(WORK TO COMPLETE) Render every line of the entries below as a JSON list of strings, one string per line, with blank lines omitted.
>> begin DATA TO USE
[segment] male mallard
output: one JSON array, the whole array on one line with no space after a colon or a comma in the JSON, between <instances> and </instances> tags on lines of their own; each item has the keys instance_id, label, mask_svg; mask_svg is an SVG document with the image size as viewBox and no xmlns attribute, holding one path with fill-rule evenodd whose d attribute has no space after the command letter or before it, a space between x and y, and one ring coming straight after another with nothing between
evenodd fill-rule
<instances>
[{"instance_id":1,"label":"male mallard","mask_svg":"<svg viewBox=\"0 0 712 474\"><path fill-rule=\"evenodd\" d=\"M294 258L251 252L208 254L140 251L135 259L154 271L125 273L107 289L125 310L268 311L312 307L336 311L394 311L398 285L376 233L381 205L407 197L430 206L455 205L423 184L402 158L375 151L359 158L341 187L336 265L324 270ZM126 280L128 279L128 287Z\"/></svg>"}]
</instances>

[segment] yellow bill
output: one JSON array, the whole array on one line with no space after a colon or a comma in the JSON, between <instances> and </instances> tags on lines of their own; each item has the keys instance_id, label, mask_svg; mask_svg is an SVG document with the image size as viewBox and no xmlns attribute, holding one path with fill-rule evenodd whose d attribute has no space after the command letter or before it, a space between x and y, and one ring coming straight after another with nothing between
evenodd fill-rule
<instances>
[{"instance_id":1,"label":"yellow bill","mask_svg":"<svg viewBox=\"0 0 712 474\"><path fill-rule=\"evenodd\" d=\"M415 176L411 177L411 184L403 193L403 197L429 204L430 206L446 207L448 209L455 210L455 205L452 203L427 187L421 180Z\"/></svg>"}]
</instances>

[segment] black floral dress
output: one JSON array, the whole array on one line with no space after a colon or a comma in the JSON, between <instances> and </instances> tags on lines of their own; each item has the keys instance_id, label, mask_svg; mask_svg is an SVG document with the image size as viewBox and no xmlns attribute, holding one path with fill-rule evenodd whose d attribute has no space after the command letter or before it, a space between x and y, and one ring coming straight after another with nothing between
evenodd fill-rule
>> end DATA TO USE
(ANSWER TO THE PROBLEM)
[
  "[segment] male mallard",
  "output: one JSON array, the whole array on one line with no space after a colon or a comma in the JSON, between <instances> and </instances> tags on lines of their own; each item has the keys instance_id, label, mask_svg; mask_svg is an SVG document with the image size as viewBox and no xmlns attribute, holding one path with fill-rule evenodd whose d attribute has no space after the command letter or before it, a space between x and y, and one ring coming straight after another with nothing between",
  "evenodd fill-rule",
  "<instances>",
  "[{\"instance_id\":1,\"label\":\"male mallard\",\"mask_svg\":\"<svg viewBox=\\\"0 0 712 474\\\"><path fill-rule=\\\"evenodd\\\" d=\\\"M294 258L251 252L208 254L140 251L135 259L154 271L125 273L107 289L125 310L268 311L312 307L336 311L394 311L398 285L376 233L381 205L407 197L430 206L455 205L423 184L402 158L375 151L359 158L341 187L336 265L324 270ZM126 280L128 279L128 287Z\\\"/></svg>\"}]",
  "</instances>",
  "[segment] yellow bill",
  "output: one JSON array, the whole array on one line with no space after a colon or a comma in the JSON, between <instances> and </instances> tags on lines of their own; each item has the keys instance_id, label, mask_svg; mask_svg is an SVG document with the image size as viewBox and no xmlns attribute, holding one path with fill-rule evenodd whose d attribute has no space after the command letter or before it, a space between x and y, and one ring coming straight after another with nothing between",
  "evenodd fill-rule",
  "<instances>",
  "[{\"instance_id\":1,\"label\":\"yellow bill\",\"mask_svg\":\"<svg viewBox=\\\"0 0 712 474\\\"><path fill-rule=\\\"evenodd\\\" d=\\\"M415 176L411 177L411 184L403 193L403 197L429 204L430 206L446 207L448 209L455 210L455 205L452 203L427 187L421 180Z\\\"/></svg>\"}]",
  "</instances>",
  "[segment] black floral dress",
  "output: one JSON array, the whole array on one line with no space after a colon or a comma in the JSON, between <instances> and </instances> tags on lines of their own; each item has the keys instance_id, label, mask_svg; mask_svg is an SVG document with the image size as viewBox and no xmlns attribute, holding one path with fill-rule evenodd whose d attribute has no space after the command letter or before it, a space between x and y, and one ring coming straight after another with nothing between",
  "evenodd fill-rule"
]